> Supplied text:
By placing the sensor 70 at the end of the manifold 58 adjacent to
the outlet to guard bed 66, two functions may be accomplished by
sensor 70. First, the sensor 70 will measure the quality of the
water. Once the water quality falls below a predetermined
threshold, typically 1 to 5 microSiemens/cm, the system 12 will be
shut down to prevent contaminants from damaging the electrochemical
cells 14. Additionally, since the sensor 70 requires flowing water
for accurate measurements, if the guard bed, or any of the conduits
or valves attached thereto become plugged, the water will stop
flowing and the conductivity sensor 70 will also read an
erroneously high conductivity, which will indicate to the system 12
that there is a problem and the process should be shut down.
[0034] Once the water enters outlet 64, it moves to the guard bed
66 via conduit 72. The guard bed 66 includes a manifold 73 which
receives the water from conduit 72 and forces the water through a
screen 74 which filter any particulate matter from entering the
main body 75 of the guard bed 66. After being treated in the body
75, the water exits the guard bed 66 through the manifold 73 via a
volume restrictor 76. The restrictor 76 (commercially available
under Model 58.6271.1 manufactured by Neoperl, Inc.) limits the
amount volume that can pass through the guard bed 66 over a wide
range of pressures. By knowing the output of pump 54 and operating
requirements of electrochemical cells 14, the restrictor 76 can be
appropriately sized to maintain a water volume flowing through the
guard bed 66 at a level that maintains adequate water flow to the
electrochemical cells 14. Water returns from the guard bed 66 to
the inlet 79 in return manifold 78 via conduit 77.

> Information provided:

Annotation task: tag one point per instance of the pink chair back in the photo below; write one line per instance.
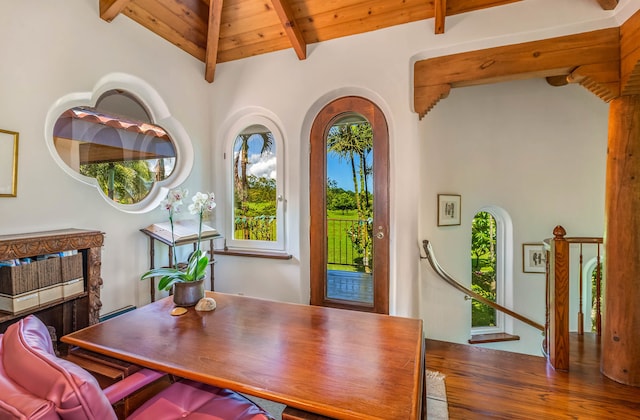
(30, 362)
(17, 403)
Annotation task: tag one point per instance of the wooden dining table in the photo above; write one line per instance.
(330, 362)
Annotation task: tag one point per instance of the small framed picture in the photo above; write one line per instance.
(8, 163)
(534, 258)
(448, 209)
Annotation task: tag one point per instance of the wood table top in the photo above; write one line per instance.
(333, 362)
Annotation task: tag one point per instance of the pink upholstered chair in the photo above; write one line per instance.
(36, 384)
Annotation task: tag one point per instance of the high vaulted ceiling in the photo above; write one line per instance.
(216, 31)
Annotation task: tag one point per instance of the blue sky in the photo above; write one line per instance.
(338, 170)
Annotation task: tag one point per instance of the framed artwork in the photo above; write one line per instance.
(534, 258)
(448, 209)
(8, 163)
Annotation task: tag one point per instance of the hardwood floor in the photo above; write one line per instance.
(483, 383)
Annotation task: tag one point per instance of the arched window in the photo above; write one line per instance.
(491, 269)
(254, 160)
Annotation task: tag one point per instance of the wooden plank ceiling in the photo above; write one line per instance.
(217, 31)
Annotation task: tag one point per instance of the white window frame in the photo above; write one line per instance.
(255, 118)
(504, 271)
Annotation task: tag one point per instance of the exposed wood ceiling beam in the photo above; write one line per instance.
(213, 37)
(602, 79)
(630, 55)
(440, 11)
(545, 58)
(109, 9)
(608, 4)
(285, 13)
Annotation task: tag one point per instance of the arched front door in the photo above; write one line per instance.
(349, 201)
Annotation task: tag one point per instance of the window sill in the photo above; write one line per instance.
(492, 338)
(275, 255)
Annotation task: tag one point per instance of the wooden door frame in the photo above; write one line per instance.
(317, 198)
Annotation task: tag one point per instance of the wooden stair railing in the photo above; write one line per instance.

> Aim of the exercise: Please retype the guard bed and conductivity sensor text above in full, word for word.

> Solution to this exercise:
By placing the sensor 70 at the end of the manifold 58 adjacent to
the outlet to guard bed 66, two functions may be accomplished by
sensor 70. First, the sensor 70 will measure the quality of the
water. Once the water quality falls below a predetermined
threshold, typically 1 to 5 microSiemens/cm, the system 12 will be
shut down to prevent contaminants from damaging the electrochemical
cells 14. Additionally, since the sensor 70 requires flowing water
for accurate measurements, if the guard bed, or any of the conduits
or valves attached thereto become plugged, the water will stop
flowing and the conductivity sensor 70 will also read an
erroneously high conductivity, which will indicate to the system 12
that there is a problem and the process should be shut down.
[0034] Once the water enters outlet 64, it moves to the guard bed
66 via conduit 72. The guard bed 66 includes a manifold 73 which
receives the water from conduit 72 and forces the water through a
screen 74 which filter any particulate matter from entering the
main body 75 of the guard bed 66. After being treated in the body
75, the water exits the guard bed 66 through the manifold 73 via a
volume restrictor 76. The restrictor 76 (commercially available
under Model 58.6271.1 manufactured by Neoperl, Inc.) limits the
amount volume that can pass through the guard bed 66 over a wide
range of pressures. By knowing the output of pump 54 and operating
requirements of electrochemical cells 14, the restrictor 76 can be
appropriately sized to maintain a water volume flowing through the
guard bed 66 at a level that maintains adequate water flow to the
electrochemical cells 14. Water returns from the guard bed 66 to
the inlet 79 in return manifold 78 via conduit 77.